### Material for this task
• • • •

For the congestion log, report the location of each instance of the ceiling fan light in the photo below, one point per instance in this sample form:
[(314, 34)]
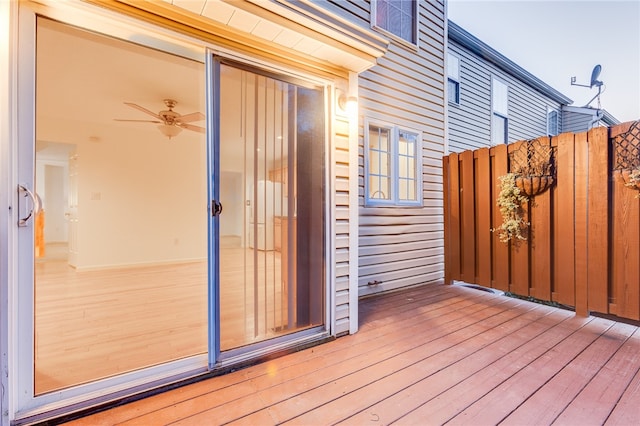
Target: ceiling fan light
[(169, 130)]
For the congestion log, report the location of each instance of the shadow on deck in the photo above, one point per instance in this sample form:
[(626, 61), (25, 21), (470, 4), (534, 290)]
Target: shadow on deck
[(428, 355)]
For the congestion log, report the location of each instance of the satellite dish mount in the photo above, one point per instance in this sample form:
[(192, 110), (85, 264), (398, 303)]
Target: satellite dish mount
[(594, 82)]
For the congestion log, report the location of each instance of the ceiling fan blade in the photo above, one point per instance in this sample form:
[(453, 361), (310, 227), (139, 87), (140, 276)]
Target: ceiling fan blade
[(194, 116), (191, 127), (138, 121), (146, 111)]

• • • •

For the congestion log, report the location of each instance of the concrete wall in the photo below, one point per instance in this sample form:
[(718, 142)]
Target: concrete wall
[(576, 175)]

• • • •

### What you are asked to do
Go through the entries above and count the lines containing the word "location"; give only that count.

### Answer space
5